# [Excerpt]
Why Law School is Different
Law school is widely recognized as one of the most stressful academic environments. Research consistently shows that law students experience significantly higher rates of anxiety, depression, and substance use than the general population — and even compared to other graduate and professional school cohorts.
If the law student in your life seems different than before — more withdrawn, more irritable, less like themselves — it may not simply be the pressure of exams. The culture of law school itself can be deeply challenging: hyper-competitive grading systems, fear of public humiliation through the Socratic method, uncertainty about career outcomes, and the pressure to appear confident and capable at all times.
Signs to Watch For
You may not always be able to tell if a law student is struggling. They are often trained to project competence. However, some signs that something may be wrong include:
- Increased isolation or withdrawal from family and social contact
- Expressing hopelessness about their future or their ability to succeed
- Changes in sleep, eating habits, or physical appearance
- Increased use of alcohol or other substances
- Expressions of feeling like a fraud or not belonging ("impostor syndrome")
- Crying, irritability, or emotional outbursts that seem out of character
- Talking about quitting or that nothing matters anymore
How to Start the Conversation
One of the most important things you can do is simply ask. Many people worry that asking someone directly about their mental health will upset them or make things worse. Research shows the opposite: asking demonstrates care and opens the door for honest conversation.
Try saying something like:
- "I've noticed you seem really stressed lately. I just want you to know I'm here for you."
- "You don't have to pretend everything is fine around me."
- "Is there anything I can do — even just listening — that would help right now?"
- "Have you been able to talk to anyone at your school about how you're feeling?"
What Not to Say
Even with the best intentions, certain responses can make a struggling student feel more isolated or misunderstood. Try to avoid:
- "You chose this — you knew it would be hard."

# [Problem set]
• 1. Transcribe the passage on law student mental health, starting at "Why Law School" and ending at "at all times.".
• 2. Pick up the passage on law student mental health after its last line and keep writing.

# [Records shown]
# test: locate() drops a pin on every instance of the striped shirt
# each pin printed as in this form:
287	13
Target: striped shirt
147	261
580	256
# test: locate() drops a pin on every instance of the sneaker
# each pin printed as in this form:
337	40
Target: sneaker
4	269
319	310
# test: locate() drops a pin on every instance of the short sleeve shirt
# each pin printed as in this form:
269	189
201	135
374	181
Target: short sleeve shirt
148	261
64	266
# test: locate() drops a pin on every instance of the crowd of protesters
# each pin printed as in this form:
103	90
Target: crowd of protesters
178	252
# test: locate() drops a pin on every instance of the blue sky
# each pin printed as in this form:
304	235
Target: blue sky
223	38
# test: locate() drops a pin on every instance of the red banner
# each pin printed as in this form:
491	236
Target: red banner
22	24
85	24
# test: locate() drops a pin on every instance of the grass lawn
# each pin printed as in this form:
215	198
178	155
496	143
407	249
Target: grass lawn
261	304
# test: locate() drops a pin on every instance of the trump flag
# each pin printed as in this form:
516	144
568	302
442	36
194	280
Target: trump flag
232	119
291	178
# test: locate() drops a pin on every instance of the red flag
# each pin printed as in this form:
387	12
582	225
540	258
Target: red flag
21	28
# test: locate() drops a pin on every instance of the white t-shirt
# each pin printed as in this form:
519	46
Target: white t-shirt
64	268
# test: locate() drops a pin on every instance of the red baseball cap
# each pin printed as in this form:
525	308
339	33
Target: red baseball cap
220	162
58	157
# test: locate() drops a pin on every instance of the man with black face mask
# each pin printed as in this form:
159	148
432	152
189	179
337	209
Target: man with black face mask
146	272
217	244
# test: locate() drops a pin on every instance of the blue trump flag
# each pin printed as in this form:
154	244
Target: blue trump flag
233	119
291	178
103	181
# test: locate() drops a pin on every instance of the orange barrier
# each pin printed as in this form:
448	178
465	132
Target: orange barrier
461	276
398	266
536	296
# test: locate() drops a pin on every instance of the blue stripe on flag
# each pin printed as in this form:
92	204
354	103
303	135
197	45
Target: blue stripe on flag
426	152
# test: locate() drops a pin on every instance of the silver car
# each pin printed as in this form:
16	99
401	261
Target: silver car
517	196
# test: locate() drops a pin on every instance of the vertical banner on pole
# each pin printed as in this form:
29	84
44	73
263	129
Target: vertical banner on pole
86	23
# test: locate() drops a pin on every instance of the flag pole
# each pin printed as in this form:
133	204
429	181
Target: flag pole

# [Answers to each task]
• 1.
Why Law School is Different
Law school is widely recognized as one of the most stressful academic environments. Research consistently shows that law students experience significantly higher rates of anxiety, depression, and substance use than the general population — and even compared to other graduate and professional school cohorts.
If the law student in your life seems different than before — more withdrawn, more irritable, less like themselves — it may not simply be the pressure of exams. The culture of law school itself can be deeply challenging: hyper-competitive grading systems, fear of public humiliation through the Socratic method, uncertainty about career outcomes, and the pressure to appear confident and capable at all times.

• 2.
- "Just push through. Everyone finds it tough."
- "You should be grateful. This is a great opportunity."
- "Have you tried just relaxing more?"
- "You're so smart, you'll be fine."
These responses, even when intended to motivate, tend to minimize the student's experience and discourage them from seeking help.
Practical Ways to Help
- Maintain regular, low-pressure contact — even a brief text message lets them know they are not forgotten.
- Offer concrete help (cooking a meal, helping with errands) rather than open-ended offers like "let me know if you need anything."
- Respect boundaries around law school topics — sometimes they need a space free of law school talk.
- Celebrate non-academic achievements and remind them their worth is not measured by grades.
- Gently encourage professional support if you notice persistent symptoms — offer to help them find resources.
Taking Care of Yourself Too
Supporting someone who is struggling can be emotionally exhausting, particularly when you feel helpless. It is important to acknowledge that you cannot be responsible for their mental health — only they can make the choices that lead to change, and only with the right professional support.
Set realistic expectations for what you can offer, and if you are finding their situation very difficult to manage, speaking with a counsellor yourself is a sign of strength, not failure.